------ LISTING ------

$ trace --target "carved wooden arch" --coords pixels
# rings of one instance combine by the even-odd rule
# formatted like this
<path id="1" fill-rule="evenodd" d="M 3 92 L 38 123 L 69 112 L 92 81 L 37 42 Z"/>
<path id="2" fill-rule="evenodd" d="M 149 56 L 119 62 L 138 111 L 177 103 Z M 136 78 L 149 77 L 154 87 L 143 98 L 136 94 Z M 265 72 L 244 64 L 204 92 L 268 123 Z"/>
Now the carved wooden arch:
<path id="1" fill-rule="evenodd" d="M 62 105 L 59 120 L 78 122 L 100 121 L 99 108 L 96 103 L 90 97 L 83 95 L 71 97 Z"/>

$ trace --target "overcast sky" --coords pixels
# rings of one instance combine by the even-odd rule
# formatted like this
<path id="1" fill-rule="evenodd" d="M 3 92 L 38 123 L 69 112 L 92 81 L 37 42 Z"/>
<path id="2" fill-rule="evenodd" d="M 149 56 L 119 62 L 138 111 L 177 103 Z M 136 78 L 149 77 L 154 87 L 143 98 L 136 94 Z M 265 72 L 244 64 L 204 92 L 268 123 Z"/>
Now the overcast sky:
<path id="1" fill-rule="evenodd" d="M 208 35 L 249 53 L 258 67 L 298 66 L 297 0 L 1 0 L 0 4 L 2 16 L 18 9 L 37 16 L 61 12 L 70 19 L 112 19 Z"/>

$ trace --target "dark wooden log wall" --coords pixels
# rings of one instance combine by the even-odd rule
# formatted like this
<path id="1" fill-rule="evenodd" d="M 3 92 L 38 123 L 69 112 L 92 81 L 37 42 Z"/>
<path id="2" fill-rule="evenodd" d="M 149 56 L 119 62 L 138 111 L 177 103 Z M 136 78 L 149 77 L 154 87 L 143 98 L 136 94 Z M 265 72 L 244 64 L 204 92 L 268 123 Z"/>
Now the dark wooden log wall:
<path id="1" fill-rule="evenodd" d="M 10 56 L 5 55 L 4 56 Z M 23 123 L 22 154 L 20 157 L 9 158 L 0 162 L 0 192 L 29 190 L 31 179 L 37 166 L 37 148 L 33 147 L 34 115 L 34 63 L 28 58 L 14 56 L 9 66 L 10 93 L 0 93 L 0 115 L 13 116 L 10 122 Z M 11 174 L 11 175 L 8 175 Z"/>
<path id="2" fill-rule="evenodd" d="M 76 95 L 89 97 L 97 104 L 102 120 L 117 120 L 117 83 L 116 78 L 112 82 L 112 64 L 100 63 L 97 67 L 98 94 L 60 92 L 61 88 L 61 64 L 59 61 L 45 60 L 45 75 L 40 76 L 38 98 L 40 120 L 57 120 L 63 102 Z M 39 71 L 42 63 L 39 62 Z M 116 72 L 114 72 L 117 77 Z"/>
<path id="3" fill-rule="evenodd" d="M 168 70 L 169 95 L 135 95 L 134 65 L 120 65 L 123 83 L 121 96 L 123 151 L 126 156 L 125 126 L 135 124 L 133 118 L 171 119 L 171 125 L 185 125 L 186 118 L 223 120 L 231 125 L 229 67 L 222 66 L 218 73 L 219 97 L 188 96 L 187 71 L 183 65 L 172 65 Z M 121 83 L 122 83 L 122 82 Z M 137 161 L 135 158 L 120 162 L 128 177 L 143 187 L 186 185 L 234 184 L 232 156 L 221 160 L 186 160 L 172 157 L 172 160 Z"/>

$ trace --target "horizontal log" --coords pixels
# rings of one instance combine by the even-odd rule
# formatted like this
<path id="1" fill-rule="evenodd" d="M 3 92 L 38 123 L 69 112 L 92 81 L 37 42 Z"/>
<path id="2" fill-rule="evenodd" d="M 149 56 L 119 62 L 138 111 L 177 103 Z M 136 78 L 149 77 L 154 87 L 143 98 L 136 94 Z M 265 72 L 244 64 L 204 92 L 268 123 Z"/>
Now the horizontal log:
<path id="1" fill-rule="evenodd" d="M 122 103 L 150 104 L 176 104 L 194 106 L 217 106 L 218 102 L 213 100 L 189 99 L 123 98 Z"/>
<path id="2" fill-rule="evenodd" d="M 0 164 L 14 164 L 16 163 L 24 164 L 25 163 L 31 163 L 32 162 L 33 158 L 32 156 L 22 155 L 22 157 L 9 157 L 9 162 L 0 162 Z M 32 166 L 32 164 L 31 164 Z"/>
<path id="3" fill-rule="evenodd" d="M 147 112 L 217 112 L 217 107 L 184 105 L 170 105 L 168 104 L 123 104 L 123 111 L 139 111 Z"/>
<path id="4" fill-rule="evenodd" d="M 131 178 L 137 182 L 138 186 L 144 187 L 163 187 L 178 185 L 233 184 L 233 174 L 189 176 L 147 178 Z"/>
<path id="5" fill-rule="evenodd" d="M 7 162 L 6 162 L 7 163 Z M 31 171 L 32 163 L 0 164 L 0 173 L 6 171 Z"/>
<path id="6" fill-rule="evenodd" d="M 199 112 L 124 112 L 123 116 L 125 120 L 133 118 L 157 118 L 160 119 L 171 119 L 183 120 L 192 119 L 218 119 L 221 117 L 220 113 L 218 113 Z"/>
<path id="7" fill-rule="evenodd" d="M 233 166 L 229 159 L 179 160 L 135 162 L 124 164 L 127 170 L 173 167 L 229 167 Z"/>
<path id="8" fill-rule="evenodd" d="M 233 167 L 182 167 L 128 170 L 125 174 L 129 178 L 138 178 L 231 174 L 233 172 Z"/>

------

TASK OBJECTIVE: Update the rows above by changing every "formatted like this" to "shaped as follows". Leave all other text as it is.

COMPLETED EXERCISE:
$ trace --target "carved wooden arch" --coords pixels
# rings of one instance combine by the even-odd rule
# shaped as follows
<path id="1" fill-rule="evenodd" d="M 3 92 L 38 123 L 69 112 L 92 81 L 37 42 Z"/>
<path id="2" fill-rule="evenodd" d="M 149 56 L 119 62 L 138 111 L 177 103 Z M 136 78 L 149 77 L 154 87 L 143 98 L 136 94 Z M 265 72 L 244 64 L 204 92 L 268 123 Z"/>
Now the carved wooden arch:
<path id="1" fill-rule="evenodd" d="M 62 105 L 59 120 L 78 122 L 100 121 L 99 108 L 96 103 L 90 97 L 83 95 L 71 97 Z"/>

$ trace --target "overcast sky" --coords pixels
# rings of one instance combine by the even-odd rule
# shaped as follows
<path id="1" fill-rule="evenodd" d="M 3 92 L 38 123 L 69 112 L 92 81 L 37 42 Z"/>
<path id="2" fill-rule="evenodd" d="M 149 56 L 119 62 L 138 111 L 177 103 Z M 136 78 L 149 77 L 154 87 L 143 98 L 136 94 Z M 265 72 L 244 64 L 204 92 L 268 123 Z"/>
Now the overcast sky:
<path id="1" fill-rule="evenodd" d="M 208 35 L 249 53 L 258 67 L 298 66 L 297 0 L 1 0 L 0 4 L 2 16 L 18 9 L 37 16 L 61 12 L 70 19 L 112 19 Z"/>

$ trace --target "dark wooden log wall" --coords pixels
# rings of one instance combine by the even-odd rule
# shaped as follows
<path id="1" fill-rule="evenodd" d="M 3 92 L 38 123 L 69 112 L 92 81 L 37 42 Z"/>
<path id="2" fill-rule="evenodd" d="M 149 56 L 119 62 L 138 111 L 177 103 Z M 136 78 L 149 77 L 154 87 L 143 98 L 136 94 Z M 265 72 L 244 64 L 204 92 L 268 123 Z"/>
Now the dark wooden log wall:
<path id="1" fill-rule="evenodd" d="M 10 56 L 5 55 L 4 56 Z M 23 123 L 22 154 L 20 157 L 9 158 L 0 162 L 0 192 L 29 190 L 31 179 L 37 166 L 37 148 L 33 147 L 34 115 L 34 63 L 28 58 L 14 56 L 9 66 L 10 93 L 0 93 L 0 115 L 13 116 L 10 122 Z M 11 174 L 11 175 L 8 175 Z"/>
<path id="2" fill-rule="evenodd" d="M 76 95 L 89 97 L 97 104 L 102 120 L 117 120 L 117 83 L 116 78 L 112 82 L 112 64 L 100 63 L 97 67 L 98 94 L 60 92 L 61 88 L 61 64 L 59 61 L 45 60 L 45 75 L 40 76 L 38 98 L 40 120 L 57 120 L 63 102 Z M 39 71 L 42 63 L 39 62 Z M 116 72 L 114 72 L 117 77 Z"/>
<path id="3" fill-rule="evenodd" d="M 168 70 L 169 95 L 135 95 L 134 65 L 120 65 L 123 83 L 121 96 L 123 151 L 126 156 L 125 126 L 135 124 L 133 118 L 171 119 L 171 125 L 185 125 L 186 118 L 223 120 L 231 125 L 229 67 L 222 66 L 218 73 L 219 97 L 188 96 L 187 71 L 183 65 L 172 65 Z M 121 83 L 122 83 L 122 82 Z M 137 161 L 135 158 L 120 162 L 128 177 L 143 187 L 186 185 L 234 184 L 232 156 L 221 160 L 186 160 L 172 157 L 172 160 Z"/>

$ trace --target "horizontal log" --coords pixels
# rings of one instance combine by the even-odd rule
# shaped as follows
<path id="1" fill-rule="evenodd" d="M 3 92 L 38 123 L 69 112 L 92 81 L 37 42 Z"/>
<path id="2" fill-rule="evenodd" d="M 149 56 L 119 62 L 138 111 L 177 103 Z M 136 78 L 149 77 L 154 87 L 143 98 L 136 94 Z M 265 72 L 244 64 L 204 92 L 268 123 Z"/>
Now the horizontal log:
<path id="1" fill-rule="evenodd" d="M 122 103 L 150 104 L 176 104 L 194 106 L 217 106 L 218 102 L 213 100 L 189 99 L 123 98 Z"/>
<path id="2" fill-rule="evenodd" d="M 0 164 L 14 164 L 16 163 L 24 164 L 25 163 L 31 163 L 32 162 L 33 158 L 32 156 L 22 155 L 22 157 L 9 157 L 9 162 L 0 162 Z M 32 166 L 32 164 L 31 164 Z"/>
<path id="3" fill-rule="evenodd" d="M 147 112 L 217 112 L 217 107 L 184 105 L 170 105 L 168 104 L 123 104 L 123 111 L 139 111 Z"/>
<path id="4" fill-rule="evenodd" d="M 131 178 L 137 182 L 138 186 L 144 187 L 163 187 L 178 185 L 233 184 L 233 174 L 189 176 L 147 178 Z"/>
<path id="5" fill-rule="evenodd" d="M 7 162 L 6 162 L 7 163 Z M 31 171 L 32 163 L 0 164 L 0 173 L 6 171 Z"/>
<path id="6" fill-rule="evenodd" d="M 199 112 L 124 112 L 123 116 L 125 120 L 133 118 L 157 118 L 160 119 L 171 119 L 183 120 L 192 119 L 218 119 L 221 117 L 220 113 L 218 113 Z"/>
<path id="7" fill-rule="evenodd" d="M 233 166 L 229 159 L 179 160 L 135 162 L 124 164 L 127 170 L 173 167 L 229 167 Z"/>
<path id="8" fill-rule="evenodd" d="M 233 167 L 182 167 L 128 170 L 125 174 L 129 178 L 138 178 L 231 174 L 233 172 Z"/>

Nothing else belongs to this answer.